-- start Text excerpt --
Monday, September 24

Thank Goodness for Fitzgerald

Today is F. Scott Fitzgerald's birthday, and obviously, as one of my favourite authors, he deserves a tribute.  

He was born on the 24th of September 1869, and died of a heart attack on the 21st of December, 1940.  His legacy of great American novels consists of such essential classics as The Great Gatsby, The Beautiful and Damned, This Side of Paradise, Tender is the Night and The Last Tycoon.  

For me, and for countless other readers and writers, Fitzgerald's work is inspirational.  The atmosphere of his work effortlessly transports you to the Jazz Age.  He weaves around you a palace of words that tantalises all your senses, lets you smell smokey rooms, lets you feel salty sea spray in summertime, lets you hear traffic on New York streets and silverware in French cafes, and the voices of people so absurd and marvellous that they are bigger than life.  He has taught me one of the greatest lessons - to read and write with all the senses, and yet no one can do it quite so brilliantly as he does.  

He is timeless.  I don't believe that there was ever an author from any era who so perfectly painted a picture of their time and place.  He gives colour to an era of which the only memories are black and white photographs.  As the works of Monet, Renoir, Degass and Davinci are significant to the art world, so his portraits of life, both tragic and triumphant, are to the literary world.  

So happy birthday, Francis.  Thank goodness that you lived as you did.  

Francis, Zelda and Frances Scott Fitzgerald

Saturday, September 22

Writing Advice from Lemony Snicket

In past years, I have often thought about sending a letter to Lemony Snicket.  I never did.  I couldn’t think of anything to ask specifically.  Really, all I wanted though, was some scrap of advice from a writer who is totally comfortable in himself.  A writer who is unafraid and yet childlike in honesty and wonder.   I really just wanted in his words, whatever he thought was most important for me to know.  I have an answer.
-- end Text excerpt --
Given instruction 1: In the blog excerpt, what lesson does the writer say Fitzgerald taught them?
Given instruction 2: Write the next part of the blog excerpt, picking up after its last sentence in the post on writing advice from Lemony Snicket.
-- start Extracted information --
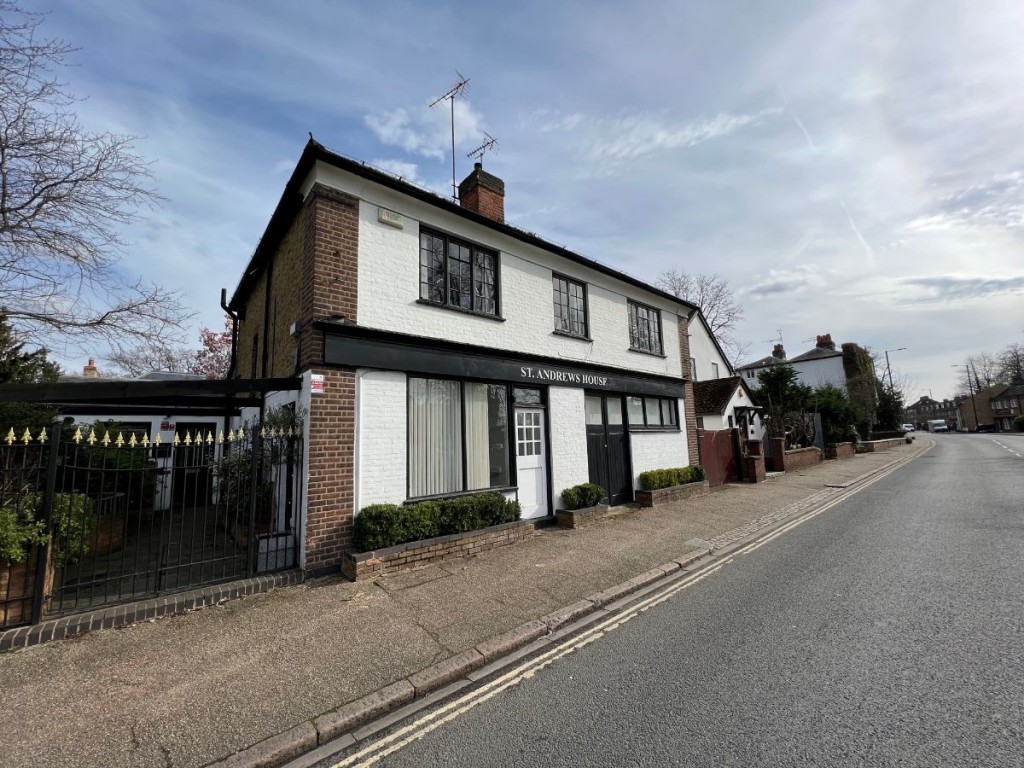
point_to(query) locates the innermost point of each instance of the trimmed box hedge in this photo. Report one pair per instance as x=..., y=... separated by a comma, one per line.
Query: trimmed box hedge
x=382, y=525
x=582, y=496
x=655, y=479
-- end Extracted information --
Expected answer 1: To read and write with all the senses.

Expected answer 2:
Dear Young Writer, 
Being a writer is like being a mad scientist, because you must work alone, in a lonely room, stitching together something new out of the parts of old things you’ve found during your secret journeys.  For a writer, this means you must spend time eavesdropping on the world, writing down things you see and hear while no one is paying attention to you.  This is best done with a notebook, and the first thing you should write down in your notebook is an excuse, so if you are ever caught eavesdropping you will have a good reason why you are standing outside that door, hiding behind that tree, or standing quietly in a room where interesting things are going on, when you have been told to go to bed. 
Lemony Snicket.

(Quoted on p46 of Karen Benke’s Rip the Page: Adventures in Creative Writing 2010)

Lemony Snicket’s words were recorded in Karen Benke’s book of creative writing prompts and encouragements.  His advice does not surprise me one bit, and yet it is so significant and thrilling to hear it put into words by his famous hand.  Writers must be toilers, discoverers, wonderers, observers, recorders.  These words give me so much to think about.  There’s nothing that we can’t do straight away.  We can immediately begin to toil, discover, wonder, observe, and record.  For some, it will require a change in perspective, but for others it merely requires the will power to begin implementing these qualities.  We already have the capacity to work hard and wonder, but let’s just do it.  I now make the decision to wonder.  I mean to take this advice to heart.  

Friday, September 21

Acts of Rebellion

I've always been a good kid.  As in, I've never wagged school, never abused teachers or bullied students, I've never dared neglect my homework, my assignments are always on time, my most rebellious act in the my highschool years has been to dye my hair with a red rinse that washes out after a week.  I'm not game enough to do anything truly rebellious, but even so, I have moments that mark small victories in my journey towards a freer me.  

This week is the last week of term three.  I have had two days off.  The first day, I went to the movies with my mum.  Today, my second day off, I am going to work on my book and finish my university applications.  For me, this is a big deal.  I didn't come to the decision to accept my mother's offers to stay home lightly.  To choose to stay home, I experienced huge amounts of guilt.  I felt so morally obligated to go - to not let my best friend be a loner in last period - to fulfill the goody-two-shoes stereotype which I have so faithfully adhered to these past five years.  Taking these days off has been a victory in several ways.  Not only have I been able to break through my fear of abandoning the 'law' of school, I have also been able to rearrange my priorities and come to the revelation that I am not a stereotype.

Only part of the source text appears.